Task instructions:
A. From the Cicerone paper, return the passage from "Managing infrastructure typically" up to and including "permissions, audit logging.".
B. In section 2.1 of the Cicerone paper, which items appear under "Execution Layer"? Give each item's name without its description in parentheses.
C. Put this sentence from the Cicerone paper into Spanish: "This paper describes the architecture, implementation, and security considerations of the system."

Cicerone AI Infrastructure Assistant - Technical Paper

Contents

  1. Abstract
  2. 1. Introduction
  3. 2. System Architecture
  4. 2.1 Components
  5. 2.2 Data Flow
  6. 3. Natural Language Processing
  7. 3.1 Task Parser
  8. 3.2 Entity Extraction
  9. 4. Security Model
  10. 4.1 Authentication
  11. 4.2 Authorization
  12. 4.3 Permission System
  13. 4.4 Rate Limiting
  14. 4.5 Audit Logging
  15. 5. Infrastructure Monitoring
  16. 5.1 Service State Tracker
  17. 5.2 Error Pattern Recognition
  18. 6. Telegram Integration
  19. 6.1 Bot Configuration
  20. 6.2 Notification Types
  21. 7. Scheduled Tasks
  22. 7.1 Cron Jobs
  23. 7.2 Task Manager
  24. 8. API Integration
  25. 8.1 GitLab API
  26. 8.2 Cloudflare API
  27. 9. Performance Considerations
  28. 9.1 Caching
  29. 9.2 Concurrency
  30. 10. Deployment
  31. 10.1 Docker Configuration
  32. 10.2 Environment Variables
  33. 11. Future Work
  34. 12. Conclusion

Cicerone AI Infrastructure Assistant - Technical Paper

Abstract

Cicerone is an AI-powered infrastructure management system that provides natural language control over servers, containers, and services. This paper describes the architecture, implementation, and security considerations of the system.

1. Introduction

Managing infrastructure typically requires deep knowledge of command-line tools, SSH access, and manual intervention. Cicerone democratizes infrastructure management by providing a natural language interface that translates user requests into executable commands while maintaining safety through whitelists, permissions, audit logging.

2. System Architecture

2.1 Components

User Interface• Web Dashboard (trooper.stsgym.com/ai)• Telegram Bot (Real-time notifications)• API Endpoints (RESTful) Application Layer• Flask App (trooper-auth-extended)• SSO Integration (auth.stsgym.com)• Rate Limiting (nginx + Flask-Limiter) AI Engine• Task Parser (NLP)• Permission Manager (Request/Approve/Reject)• Task Tracker (Status & History)• Service State Tracker (Infrastructure Monitoring)• Error Pattern Recognizer (Anomaly Detection) Execution Layer• Docker CLI (Container Management)• SSH Client (Remote Command Execution)• File Operations (Read/Write with Whitelist)• GitLab API (Repository Operations)• Cloudflare API (DNS Management)

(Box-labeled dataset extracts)
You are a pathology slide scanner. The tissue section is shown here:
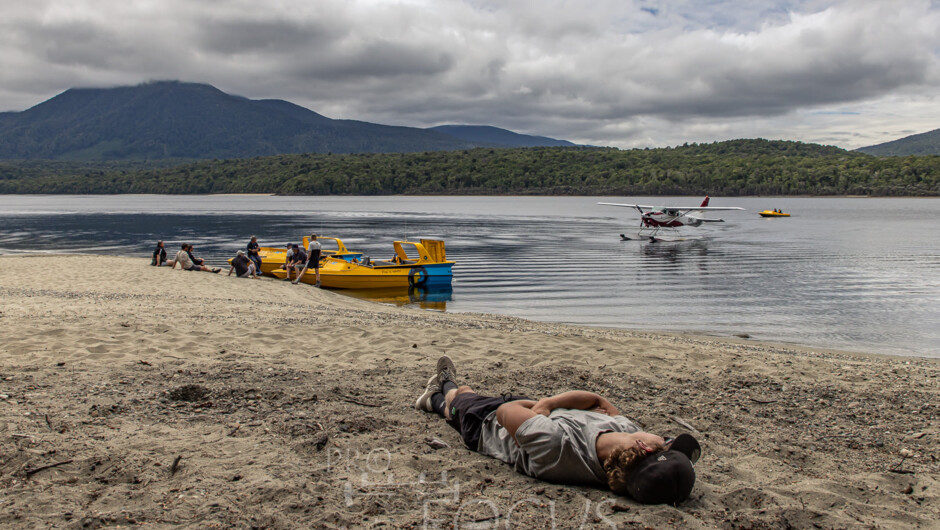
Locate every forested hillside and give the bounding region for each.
[0,140,940,196]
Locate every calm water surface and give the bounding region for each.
[0,195,940,357]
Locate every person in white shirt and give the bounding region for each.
[294,234,322,287]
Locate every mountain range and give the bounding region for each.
[857,129,940,156]
[0,81,574,160]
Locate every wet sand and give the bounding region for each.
[0,255,940,528]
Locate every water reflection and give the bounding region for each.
[640,239,708,266]
[337,285,454,311]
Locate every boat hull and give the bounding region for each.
[228,247,362,278]
[274,260,454,289]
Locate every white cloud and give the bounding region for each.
[0,0,940,148]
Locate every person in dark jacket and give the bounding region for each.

Answers for the tasks:
A.
Managing infrastructure typically requires deep knowledge of command-line tools, SSH access, and manual intervention. Cicerone democratizes infrastructure management by providing a natural language interface that translates user requests into executable commands while maintaining safety through whitelists, permissions, audit logging.

B.
Docker CLI
SSH Client
File Operations
GitLab API
Cloudflare API

C. Este documento describe la arquitectura, la implementación y las consideraciones de seguridad del sistema.